─── Material provided

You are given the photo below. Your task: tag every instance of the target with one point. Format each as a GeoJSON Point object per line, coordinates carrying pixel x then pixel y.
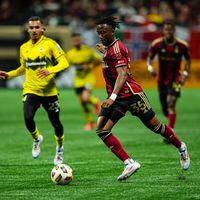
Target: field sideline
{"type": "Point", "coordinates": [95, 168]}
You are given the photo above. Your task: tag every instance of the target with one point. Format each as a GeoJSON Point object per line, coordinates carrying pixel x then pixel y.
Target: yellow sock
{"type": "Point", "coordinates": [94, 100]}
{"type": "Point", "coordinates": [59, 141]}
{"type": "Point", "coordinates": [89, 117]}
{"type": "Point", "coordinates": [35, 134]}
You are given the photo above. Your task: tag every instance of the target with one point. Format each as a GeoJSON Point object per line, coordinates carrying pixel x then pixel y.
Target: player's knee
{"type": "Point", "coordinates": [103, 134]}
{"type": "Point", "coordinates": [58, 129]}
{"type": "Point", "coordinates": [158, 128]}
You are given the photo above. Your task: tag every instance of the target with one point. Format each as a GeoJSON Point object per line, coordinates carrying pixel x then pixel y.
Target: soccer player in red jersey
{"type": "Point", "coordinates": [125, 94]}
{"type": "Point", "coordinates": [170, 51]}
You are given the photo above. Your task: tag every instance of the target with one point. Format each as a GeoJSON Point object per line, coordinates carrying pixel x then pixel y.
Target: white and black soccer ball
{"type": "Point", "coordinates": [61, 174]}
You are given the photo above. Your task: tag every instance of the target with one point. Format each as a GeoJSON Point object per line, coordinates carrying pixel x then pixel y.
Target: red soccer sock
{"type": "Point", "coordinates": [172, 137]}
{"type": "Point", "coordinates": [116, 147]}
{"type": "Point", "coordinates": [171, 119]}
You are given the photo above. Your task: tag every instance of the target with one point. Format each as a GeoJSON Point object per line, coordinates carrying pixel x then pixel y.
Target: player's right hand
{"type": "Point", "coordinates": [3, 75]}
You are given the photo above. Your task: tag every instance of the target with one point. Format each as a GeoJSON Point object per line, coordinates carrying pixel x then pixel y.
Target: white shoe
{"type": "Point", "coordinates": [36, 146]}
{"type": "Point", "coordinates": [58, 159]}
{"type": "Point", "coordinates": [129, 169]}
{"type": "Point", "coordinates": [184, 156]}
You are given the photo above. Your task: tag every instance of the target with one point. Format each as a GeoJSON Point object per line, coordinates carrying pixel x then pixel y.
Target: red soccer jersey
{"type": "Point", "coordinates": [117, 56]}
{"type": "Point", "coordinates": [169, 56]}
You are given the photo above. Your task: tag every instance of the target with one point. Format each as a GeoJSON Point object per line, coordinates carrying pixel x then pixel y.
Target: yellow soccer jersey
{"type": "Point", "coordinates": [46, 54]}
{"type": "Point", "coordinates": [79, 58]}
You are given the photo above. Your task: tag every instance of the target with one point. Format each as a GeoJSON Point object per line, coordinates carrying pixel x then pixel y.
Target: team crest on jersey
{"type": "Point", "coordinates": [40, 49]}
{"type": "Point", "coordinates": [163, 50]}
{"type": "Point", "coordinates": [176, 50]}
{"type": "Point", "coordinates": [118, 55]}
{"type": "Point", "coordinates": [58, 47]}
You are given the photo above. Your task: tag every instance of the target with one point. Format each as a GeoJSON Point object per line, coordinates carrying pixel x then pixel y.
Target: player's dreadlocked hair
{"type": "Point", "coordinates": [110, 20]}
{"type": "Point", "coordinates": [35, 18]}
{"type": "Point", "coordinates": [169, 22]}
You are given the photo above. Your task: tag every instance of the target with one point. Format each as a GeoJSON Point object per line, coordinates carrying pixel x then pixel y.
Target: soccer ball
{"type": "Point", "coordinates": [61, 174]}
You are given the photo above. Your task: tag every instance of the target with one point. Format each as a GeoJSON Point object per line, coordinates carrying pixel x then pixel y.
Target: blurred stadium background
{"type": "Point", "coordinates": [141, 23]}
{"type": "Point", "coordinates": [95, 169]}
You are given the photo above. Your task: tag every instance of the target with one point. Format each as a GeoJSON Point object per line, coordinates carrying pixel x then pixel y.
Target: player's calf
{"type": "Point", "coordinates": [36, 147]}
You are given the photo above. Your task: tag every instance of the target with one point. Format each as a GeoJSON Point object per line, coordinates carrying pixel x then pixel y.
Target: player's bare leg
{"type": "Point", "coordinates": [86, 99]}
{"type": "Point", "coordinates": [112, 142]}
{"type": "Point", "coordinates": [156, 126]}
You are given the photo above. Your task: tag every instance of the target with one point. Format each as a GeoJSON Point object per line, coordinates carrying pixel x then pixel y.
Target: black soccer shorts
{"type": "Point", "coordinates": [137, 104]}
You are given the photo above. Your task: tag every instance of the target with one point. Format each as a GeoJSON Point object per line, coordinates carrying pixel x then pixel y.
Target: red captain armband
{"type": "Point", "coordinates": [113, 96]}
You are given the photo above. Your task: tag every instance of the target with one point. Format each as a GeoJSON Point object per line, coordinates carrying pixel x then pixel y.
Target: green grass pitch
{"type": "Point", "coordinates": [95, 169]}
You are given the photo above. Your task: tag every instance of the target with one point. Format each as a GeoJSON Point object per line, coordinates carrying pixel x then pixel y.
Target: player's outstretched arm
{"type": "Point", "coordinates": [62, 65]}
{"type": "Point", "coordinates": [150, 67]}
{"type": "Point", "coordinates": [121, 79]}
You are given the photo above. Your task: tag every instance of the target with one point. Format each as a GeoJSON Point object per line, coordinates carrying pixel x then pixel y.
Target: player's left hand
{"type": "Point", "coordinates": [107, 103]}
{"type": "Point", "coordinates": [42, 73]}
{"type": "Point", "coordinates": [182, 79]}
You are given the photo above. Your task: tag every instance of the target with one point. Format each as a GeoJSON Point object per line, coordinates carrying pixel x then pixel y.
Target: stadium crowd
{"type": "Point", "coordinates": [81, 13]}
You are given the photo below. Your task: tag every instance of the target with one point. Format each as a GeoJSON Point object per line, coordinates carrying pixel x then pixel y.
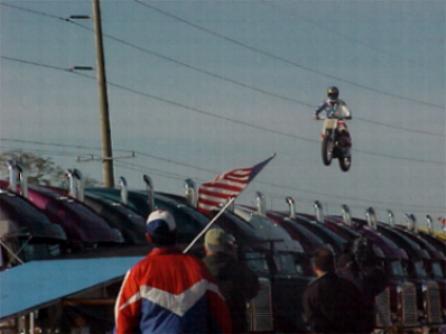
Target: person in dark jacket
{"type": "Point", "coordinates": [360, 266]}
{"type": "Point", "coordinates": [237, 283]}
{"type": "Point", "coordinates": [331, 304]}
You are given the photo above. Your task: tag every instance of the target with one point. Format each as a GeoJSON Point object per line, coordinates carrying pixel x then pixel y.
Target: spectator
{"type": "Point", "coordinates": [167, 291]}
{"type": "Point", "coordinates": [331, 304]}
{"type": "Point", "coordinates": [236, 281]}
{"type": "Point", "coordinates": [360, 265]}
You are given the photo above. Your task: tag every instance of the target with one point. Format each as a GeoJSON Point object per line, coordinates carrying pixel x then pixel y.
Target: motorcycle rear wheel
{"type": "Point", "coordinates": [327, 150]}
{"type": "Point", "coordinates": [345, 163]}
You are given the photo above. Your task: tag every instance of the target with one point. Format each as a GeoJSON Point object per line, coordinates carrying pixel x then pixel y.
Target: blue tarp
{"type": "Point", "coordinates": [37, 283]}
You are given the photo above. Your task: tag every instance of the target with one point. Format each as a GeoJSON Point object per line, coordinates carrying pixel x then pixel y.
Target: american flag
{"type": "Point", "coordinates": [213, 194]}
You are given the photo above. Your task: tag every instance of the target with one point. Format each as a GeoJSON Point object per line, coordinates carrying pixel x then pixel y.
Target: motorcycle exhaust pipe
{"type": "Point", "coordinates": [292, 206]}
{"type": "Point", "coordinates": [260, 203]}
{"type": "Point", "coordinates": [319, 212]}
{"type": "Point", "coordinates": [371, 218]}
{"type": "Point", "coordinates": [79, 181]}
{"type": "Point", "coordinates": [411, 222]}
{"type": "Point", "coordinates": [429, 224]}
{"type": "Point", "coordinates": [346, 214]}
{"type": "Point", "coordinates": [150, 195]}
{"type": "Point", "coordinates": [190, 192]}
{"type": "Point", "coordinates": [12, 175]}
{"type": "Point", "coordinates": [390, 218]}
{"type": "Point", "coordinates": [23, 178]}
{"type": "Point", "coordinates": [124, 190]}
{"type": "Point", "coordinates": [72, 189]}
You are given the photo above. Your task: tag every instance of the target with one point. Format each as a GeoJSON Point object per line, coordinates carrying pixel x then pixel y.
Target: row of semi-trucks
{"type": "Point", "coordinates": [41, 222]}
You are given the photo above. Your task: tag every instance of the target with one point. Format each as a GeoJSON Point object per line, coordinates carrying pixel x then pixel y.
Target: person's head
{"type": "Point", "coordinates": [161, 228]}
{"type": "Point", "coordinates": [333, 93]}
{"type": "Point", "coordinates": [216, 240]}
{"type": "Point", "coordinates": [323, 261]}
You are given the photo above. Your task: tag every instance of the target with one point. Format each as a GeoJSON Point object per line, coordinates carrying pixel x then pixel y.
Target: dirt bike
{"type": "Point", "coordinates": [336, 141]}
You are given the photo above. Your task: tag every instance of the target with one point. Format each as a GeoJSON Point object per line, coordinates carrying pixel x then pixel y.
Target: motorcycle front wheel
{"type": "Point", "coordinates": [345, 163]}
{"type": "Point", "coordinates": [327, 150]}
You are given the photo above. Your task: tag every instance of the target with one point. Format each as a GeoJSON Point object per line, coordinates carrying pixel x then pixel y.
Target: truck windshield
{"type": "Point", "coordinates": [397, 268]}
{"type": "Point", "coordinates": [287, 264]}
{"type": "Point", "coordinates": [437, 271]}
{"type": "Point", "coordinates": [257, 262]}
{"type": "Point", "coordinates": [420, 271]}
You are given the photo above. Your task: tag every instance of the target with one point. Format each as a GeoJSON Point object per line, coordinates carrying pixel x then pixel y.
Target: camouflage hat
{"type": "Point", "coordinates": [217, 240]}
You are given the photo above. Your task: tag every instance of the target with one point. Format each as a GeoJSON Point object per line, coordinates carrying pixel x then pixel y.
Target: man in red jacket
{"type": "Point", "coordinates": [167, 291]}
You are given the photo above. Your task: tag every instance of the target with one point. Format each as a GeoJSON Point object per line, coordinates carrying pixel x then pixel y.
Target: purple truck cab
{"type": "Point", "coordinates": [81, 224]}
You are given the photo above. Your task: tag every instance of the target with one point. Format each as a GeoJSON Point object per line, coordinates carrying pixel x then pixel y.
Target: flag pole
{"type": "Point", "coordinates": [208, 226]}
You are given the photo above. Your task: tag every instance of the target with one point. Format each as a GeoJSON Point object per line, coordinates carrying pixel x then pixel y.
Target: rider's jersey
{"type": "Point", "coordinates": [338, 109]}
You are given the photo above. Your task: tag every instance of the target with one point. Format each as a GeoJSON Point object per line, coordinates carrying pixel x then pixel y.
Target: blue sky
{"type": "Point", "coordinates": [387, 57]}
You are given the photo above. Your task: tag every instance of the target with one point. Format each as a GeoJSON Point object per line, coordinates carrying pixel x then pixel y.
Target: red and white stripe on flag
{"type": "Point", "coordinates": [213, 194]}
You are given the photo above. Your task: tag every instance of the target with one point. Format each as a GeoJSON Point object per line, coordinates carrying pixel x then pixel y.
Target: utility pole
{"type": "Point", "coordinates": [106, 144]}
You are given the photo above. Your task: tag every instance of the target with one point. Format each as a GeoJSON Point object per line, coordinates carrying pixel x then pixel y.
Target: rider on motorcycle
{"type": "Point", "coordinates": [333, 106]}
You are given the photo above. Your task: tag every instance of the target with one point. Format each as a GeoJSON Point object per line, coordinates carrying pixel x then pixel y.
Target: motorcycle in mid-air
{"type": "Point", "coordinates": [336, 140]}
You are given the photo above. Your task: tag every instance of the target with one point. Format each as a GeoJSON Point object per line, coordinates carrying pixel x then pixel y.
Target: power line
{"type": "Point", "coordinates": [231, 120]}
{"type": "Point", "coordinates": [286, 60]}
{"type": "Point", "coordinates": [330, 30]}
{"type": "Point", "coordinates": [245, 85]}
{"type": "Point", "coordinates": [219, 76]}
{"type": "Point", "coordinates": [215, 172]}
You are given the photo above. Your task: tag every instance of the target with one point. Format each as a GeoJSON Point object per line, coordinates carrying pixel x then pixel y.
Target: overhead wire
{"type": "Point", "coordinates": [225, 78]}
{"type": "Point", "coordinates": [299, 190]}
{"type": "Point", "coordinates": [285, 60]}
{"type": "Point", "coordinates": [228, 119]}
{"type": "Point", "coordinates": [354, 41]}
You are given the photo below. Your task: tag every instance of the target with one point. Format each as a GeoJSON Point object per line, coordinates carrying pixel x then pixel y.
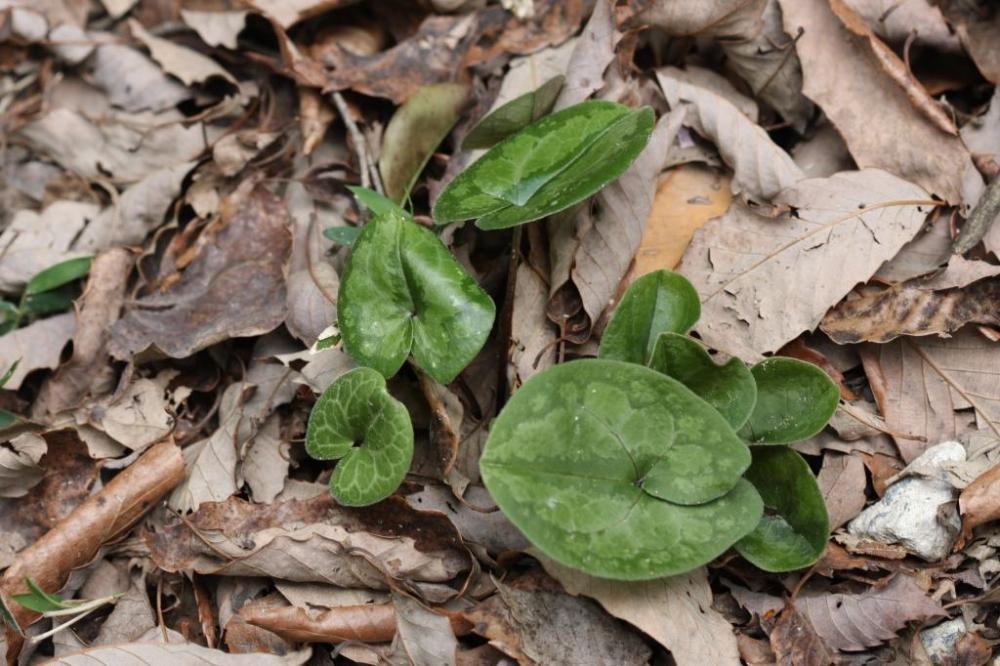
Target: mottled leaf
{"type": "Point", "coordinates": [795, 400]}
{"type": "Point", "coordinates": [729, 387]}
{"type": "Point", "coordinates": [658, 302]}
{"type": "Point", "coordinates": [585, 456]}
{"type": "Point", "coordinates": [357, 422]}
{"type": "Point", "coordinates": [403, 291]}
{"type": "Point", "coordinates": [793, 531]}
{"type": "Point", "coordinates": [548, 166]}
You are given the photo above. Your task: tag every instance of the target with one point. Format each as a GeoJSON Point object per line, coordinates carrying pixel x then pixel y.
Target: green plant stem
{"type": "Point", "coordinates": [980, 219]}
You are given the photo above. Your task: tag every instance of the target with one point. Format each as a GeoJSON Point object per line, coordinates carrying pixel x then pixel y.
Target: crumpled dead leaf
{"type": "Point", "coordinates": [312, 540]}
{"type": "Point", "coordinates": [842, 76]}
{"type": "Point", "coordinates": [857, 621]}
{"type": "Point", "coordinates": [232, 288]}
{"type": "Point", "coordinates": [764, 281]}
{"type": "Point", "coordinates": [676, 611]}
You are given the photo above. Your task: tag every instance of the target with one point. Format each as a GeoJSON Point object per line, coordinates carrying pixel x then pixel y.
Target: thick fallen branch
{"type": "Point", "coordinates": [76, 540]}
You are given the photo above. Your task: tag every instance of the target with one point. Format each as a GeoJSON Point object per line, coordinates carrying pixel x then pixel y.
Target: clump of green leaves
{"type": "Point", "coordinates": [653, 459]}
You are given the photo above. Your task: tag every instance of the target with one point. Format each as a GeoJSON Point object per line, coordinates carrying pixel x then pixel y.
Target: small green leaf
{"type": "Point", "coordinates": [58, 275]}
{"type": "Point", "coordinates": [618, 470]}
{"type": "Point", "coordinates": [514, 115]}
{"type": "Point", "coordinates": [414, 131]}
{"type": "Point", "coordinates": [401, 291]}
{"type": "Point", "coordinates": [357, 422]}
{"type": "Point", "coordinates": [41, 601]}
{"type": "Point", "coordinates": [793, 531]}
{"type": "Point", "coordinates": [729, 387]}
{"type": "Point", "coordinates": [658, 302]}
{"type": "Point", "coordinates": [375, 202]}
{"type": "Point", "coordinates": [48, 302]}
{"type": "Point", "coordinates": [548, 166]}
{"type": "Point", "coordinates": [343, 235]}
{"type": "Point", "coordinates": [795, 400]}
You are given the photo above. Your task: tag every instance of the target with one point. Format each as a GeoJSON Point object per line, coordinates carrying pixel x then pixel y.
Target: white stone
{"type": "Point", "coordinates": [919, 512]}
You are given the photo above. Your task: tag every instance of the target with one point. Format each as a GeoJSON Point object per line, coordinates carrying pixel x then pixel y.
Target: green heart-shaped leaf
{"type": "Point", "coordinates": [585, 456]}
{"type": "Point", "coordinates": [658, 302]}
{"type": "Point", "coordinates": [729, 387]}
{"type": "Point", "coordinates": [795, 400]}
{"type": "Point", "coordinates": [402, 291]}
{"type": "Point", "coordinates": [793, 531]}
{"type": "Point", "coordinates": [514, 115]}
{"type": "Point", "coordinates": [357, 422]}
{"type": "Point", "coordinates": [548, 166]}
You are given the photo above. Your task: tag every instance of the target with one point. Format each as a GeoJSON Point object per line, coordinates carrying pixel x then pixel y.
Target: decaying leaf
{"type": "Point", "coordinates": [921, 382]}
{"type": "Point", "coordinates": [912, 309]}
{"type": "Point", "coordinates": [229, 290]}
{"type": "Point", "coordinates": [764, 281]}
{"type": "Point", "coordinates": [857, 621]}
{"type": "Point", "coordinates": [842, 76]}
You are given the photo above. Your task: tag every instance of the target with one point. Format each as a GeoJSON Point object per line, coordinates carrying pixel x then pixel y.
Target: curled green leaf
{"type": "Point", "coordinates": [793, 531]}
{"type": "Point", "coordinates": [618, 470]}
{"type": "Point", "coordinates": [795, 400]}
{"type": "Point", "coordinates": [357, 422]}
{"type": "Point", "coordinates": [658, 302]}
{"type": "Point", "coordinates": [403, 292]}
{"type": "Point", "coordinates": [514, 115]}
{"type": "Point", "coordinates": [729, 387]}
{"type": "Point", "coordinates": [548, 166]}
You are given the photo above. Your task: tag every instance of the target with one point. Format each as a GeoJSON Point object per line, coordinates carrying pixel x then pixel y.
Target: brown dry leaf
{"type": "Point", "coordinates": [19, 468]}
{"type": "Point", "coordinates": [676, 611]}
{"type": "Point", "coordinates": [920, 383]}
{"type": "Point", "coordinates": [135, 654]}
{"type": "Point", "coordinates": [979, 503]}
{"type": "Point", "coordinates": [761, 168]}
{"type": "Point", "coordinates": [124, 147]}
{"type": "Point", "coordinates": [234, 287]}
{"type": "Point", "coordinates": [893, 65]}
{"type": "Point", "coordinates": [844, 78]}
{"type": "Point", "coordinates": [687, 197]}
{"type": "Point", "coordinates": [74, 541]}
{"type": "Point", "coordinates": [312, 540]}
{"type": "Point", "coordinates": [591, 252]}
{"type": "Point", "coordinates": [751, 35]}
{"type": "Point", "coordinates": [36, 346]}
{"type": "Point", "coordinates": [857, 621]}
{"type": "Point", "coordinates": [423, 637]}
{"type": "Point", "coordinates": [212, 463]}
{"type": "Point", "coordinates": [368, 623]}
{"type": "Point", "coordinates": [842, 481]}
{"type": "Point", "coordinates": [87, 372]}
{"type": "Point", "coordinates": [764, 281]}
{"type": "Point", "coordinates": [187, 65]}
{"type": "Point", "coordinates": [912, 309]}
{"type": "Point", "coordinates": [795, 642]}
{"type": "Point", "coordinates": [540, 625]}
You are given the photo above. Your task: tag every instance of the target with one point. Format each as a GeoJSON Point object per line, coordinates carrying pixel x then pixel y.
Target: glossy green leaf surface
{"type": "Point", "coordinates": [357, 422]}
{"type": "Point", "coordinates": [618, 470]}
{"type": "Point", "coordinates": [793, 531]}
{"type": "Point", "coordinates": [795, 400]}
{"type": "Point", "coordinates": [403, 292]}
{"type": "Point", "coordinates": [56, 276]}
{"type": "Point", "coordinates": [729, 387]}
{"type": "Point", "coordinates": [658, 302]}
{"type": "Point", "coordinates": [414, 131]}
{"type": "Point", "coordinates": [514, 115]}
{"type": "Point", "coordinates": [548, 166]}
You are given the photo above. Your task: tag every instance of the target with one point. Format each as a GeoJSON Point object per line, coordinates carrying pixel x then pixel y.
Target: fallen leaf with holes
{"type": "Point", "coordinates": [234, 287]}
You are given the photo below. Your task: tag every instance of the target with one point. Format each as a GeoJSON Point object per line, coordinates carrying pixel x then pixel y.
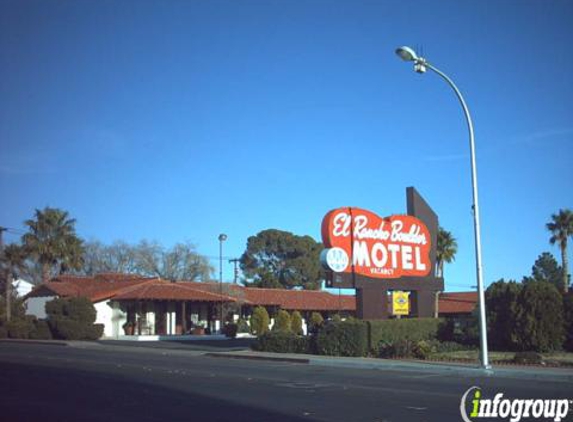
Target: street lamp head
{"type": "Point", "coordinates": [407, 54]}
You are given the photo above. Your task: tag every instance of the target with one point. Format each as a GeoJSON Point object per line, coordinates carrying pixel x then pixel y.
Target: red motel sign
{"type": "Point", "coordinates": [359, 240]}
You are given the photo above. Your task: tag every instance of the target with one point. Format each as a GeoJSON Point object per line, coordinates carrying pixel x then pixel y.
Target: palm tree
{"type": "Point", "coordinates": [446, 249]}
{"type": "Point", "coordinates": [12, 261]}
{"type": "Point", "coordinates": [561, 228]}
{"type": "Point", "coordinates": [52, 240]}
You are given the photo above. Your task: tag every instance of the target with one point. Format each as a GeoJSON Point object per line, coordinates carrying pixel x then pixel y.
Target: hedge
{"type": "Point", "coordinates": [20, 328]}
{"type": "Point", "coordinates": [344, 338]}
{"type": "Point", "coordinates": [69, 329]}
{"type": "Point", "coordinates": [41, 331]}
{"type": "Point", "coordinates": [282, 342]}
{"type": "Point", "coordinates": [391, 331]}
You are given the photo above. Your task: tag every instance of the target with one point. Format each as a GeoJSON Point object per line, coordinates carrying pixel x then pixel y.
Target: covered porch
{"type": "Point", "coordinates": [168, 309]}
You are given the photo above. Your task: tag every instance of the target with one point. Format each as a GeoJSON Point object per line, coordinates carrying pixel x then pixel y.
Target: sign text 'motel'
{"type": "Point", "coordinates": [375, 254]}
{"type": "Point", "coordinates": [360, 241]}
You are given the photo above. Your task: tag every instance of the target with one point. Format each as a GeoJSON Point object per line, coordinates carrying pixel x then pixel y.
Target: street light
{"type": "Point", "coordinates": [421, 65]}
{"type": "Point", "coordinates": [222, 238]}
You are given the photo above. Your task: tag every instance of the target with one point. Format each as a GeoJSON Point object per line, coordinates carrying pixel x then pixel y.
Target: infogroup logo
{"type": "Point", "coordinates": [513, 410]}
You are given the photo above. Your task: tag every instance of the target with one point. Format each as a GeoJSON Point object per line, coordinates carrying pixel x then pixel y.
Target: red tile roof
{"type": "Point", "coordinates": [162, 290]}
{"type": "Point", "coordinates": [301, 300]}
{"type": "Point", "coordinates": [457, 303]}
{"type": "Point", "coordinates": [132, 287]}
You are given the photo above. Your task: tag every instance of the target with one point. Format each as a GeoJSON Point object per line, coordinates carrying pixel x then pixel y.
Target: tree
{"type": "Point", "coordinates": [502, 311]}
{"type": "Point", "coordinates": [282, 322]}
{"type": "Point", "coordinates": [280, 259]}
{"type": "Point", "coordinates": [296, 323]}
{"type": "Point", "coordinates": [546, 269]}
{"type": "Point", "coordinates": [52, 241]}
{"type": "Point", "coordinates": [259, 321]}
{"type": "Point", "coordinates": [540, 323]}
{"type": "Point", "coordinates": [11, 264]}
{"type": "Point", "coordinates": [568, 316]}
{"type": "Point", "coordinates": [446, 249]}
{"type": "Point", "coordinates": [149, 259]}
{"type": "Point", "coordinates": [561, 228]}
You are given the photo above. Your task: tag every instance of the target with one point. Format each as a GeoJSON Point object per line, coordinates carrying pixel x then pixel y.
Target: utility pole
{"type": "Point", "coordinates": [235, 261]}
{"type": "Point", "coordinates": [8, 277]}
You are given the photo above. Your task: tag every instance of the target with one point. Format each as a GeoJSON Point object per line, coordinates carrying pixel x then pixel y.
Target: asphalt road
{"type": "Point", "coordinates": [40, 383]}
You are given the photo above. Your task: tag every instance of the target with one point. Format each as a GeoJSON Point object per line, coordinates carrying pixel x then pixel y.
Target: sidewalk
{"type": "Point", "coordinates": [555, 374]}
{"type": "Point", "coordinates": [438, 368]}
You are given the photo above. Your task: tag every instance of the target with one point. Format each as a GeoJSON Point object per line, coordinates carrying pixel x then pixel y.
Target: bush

──────

◆ **Exercise brief**
Gather every line above that contains the word "jacket", matching case exactly.

◆ **Worked answer**
Target: person in dark jacket
Target: man in red jacket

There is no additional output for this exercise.